*READING PASSAGE*:
--- START ---
Qatar: QU College of Law receives academic research grant

A team of researchers at Qatar University’s (QU) College of Law has received an academic research grant from Qatar National Research Fund, on a proposal for a national strategy to provide legal aid to the vulnerable populations in Qatari society.

The research is led by the lead principal investigator Prof Mohamed Yehia Mattar and principal investigators Prof Abdullah Abdul Karem Abdullah, Dhoha AlMalki, Saber Gdiri, Abdelsalam Lachaal and supported by attorney at law and international arbitrator, Dr Thani al-Thani.

The research proposal aims for a new approach to legal aid, through a comprehensive law, which does not currently exist.

Qatar also does not have a national independent authority for the provision of legal aid. The proposal makes a recommendation to establish, for the first time, an authority that is entrusted with providing legal aid to the vulnerable.
--- END ---
Point localization data
--- START ---
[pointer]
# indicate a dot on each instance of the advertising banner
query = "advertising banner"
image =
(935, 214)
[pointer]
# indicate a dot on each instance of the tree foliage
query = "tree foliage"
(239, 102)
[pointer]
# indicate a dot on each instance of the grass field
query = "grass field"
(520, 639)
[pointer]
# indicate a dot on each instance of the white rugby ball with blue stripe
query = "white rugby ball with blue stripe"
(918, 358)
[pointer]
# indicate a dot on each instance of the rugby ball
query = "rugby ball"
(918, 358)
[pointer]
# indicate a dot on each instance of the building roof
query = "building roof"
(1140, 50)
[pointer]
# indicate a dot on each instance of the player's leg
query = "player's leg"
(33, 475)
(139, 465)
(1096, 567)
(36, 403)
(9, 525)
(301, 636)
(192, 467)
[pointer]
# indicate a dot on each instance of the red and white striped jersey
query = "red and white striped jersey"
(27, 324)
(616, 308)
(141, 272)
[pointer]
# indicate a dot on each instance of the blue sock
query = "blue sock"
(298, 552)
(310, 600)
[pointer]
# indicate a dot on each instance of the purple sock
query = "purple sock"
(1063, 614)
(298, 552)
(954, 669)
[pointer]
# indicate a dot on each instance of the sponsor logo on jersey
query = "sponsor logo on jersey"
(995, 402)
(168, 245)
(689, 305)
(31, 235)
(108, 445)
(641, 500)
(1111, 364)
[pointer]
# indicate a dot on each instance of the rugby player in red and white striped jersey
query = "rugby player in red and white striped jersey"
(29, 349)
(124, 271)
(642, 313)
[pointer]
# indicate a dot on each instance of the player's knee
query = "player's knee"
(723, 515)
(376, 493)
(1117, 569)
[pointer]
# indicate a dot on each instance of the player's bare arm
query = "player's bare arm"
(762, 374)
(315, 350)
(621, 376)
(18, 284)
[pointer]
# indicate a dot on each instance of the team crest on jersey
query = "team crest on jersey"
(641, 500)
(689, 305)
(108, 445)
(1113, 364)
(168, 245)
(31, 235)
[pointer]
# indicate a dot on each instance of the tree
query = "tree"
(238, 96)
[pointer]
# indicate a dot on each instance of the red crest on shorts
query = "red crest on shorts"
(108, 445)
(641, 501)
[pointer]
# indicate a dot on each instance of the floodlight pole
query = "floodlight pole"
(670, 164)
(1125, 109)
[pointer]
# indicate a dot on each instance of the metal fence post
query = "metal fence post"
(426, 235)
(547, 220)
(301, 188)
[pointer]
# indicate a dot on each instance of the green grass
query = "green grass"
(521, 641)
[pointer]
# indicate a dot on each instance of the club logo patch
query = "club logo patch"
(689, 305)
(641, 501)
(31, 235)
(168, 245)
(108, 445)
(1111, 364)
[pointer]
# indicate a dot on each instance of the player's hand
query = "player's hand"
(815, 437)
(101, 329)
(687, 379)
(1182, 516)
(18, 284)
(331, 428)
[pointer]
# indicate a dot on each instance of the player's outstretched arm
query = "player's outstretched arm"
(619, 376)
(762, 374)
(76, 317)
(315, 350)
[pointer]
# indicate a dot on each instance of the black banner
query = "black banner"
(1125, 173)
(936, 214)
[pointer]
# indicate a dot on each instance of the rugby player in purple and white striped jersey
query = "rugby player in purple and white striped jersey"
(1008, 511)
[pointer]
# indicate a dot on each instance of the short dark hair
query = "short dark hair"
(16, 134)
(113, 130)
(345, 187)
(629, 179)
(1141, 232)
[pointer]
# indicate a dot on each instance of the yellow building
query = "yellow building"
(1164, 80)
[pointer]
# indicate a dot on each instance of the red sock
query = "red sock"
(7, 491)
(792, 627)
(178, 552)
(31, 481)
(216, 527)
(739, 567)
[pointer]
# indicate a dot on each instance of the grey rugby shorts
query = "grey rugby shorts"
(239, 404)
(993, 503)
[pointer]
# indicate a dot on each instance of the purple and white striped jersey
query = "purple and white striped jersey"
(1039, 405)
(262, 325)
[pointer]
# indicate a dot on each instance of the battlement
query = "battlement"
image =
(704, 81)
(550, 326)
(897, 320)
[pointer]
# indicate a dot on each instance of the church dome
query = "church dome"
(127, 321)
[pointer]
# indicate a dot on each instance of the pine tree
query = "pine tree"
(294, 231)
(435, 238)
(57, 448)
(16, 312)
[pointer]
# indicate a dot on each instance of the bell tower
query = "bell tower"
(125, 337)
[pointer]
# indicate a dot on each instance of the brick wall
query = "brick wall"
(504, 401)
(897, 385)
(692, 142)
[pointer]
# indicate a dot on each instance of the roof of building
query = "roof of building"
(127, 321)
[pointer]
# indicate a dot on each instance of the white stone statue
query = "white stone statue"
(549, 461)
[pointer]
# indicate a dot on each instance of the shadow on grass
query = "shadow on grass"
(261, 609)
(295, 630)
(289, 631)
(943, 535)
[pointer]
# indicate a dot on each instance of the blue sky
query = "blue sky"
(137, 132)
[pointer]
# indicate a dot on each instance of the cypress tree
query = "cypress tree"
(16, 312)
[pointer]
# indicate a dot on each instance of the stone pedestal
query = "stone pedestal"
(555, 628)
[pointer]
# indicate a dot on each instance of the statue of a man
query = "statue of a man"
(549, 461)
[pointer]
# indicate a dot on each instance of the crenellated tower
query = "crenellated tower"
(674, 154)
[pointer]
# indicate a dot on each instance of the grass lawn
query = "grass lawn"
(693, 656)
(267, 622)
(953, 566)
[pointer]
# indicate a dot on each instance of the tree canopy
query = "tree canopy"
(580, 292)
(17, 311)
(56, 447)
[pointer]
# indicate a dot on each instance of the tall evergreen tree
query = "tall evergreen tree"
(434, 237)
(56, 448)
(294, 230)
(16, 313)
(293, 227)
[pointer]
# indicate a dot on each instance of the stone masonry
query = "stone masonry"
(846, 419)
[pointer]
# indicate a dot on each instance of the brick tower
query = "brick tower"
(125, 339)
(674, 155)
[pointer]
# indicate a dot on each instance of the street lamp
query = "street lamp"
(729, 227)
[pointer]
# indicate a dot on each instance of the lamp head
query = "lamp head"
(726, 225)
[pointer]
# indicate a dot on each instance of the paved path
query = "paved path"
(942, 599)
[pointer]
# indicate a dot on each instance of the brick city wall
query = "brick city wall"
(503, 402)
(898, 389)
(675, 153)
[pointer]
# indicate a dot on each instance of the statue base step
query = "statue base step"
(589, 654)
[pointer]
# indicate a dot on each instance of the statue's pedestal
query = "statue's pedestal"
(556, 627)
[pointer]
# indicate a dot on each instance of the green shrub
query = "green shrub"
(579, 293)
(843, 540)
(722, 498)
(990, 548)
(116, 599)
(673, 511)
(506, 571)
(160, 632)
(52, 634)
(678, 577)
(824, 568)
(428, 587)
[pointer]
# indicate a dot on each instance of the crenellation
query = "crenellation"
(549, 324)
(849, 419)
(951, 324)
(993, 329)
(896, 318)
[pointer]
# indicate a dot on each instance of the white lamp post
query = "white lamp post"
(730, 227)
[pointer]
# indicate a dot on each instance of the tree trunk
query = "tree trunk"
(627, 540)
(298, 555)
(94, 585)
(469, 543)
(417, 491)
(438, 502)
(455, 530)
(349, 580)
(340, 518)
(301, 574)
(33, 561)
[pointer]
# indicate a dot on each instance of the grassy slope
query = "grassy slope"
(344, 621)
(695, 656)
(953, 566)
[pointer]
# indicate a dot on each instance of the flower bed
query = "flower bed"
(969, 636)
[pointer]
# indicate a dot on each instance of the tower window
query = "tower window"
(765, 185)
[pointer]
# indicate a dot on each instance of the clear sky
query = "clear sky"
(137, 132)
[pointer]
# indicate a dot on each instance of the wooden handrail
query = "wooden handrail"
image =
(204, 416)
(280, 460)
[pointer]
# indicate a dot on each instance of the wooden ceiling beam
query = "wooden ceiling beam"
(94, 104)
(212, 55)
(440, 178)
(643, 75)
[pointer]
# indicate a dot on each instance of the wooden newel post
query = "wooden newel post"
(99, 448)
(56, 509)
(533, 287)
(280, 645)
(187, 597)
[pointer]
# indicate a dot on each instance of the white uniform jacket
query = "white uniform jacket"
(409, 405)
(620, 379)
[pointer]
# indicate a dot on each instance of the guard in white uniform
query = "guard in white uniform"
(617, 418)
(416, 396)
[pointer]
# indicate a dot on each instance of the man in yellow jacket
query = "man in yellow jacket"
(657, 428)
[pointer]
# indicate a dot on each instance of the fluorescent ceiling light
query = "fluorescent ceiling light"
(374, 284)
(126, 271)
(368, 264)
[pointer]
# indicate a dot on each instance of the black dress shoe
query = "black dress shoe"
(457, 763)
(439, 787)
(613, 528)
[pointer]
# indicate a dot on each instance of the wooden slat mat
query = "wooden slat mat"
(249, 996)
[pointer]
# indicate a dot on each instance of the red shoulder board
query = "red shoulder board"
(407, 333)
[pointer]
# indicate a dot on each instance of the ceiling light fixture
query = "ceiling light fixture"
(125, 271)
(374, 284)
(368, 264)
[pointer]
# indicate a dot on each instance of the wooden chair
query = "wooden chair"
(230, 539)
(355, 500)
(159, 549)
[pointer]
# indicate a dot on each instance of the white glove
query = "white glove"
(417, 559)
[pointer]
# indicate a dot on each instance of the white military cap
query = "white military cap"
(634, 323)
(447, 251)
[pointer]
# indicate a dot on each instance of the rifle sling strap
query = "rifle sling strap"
--- END ---
*EXERCISE OBJECTIVE*:
Restate the grant announcement from "A team of researchers" up to and including "to the vulnerable.", changing each "legal aid" to "legal assistance".

*ANSWER TO THE PROBLEM*:
A team of researchers at Qatar University’s (QU) College of Law has received an academic research grant from Qatar National Research Fund, on a proposal for a national strategy to provide legal assistance to the vulnerable populations in Qatari society.

The research is led by the lead principal investigator Prof Mohamed Yehia Mattar and principal investigators Prof Abdullah Abdul Karem Abdullah, Dhoha AlMalki, Saber Gdiri, Abdelsalam Lachaal and supported by attorney at law and international arbitrator, Dr Thani al-Thani.

The research proposal aims for a new approach to legal assistance, through a comprehensive law, which does not currently exist.

Qatar also does not have a national independent authority for the provision of legal assistance. The proposal makes a recommendation to establish, for the first time, an authority that is entrusted with providing legal assistance to the vulnerable.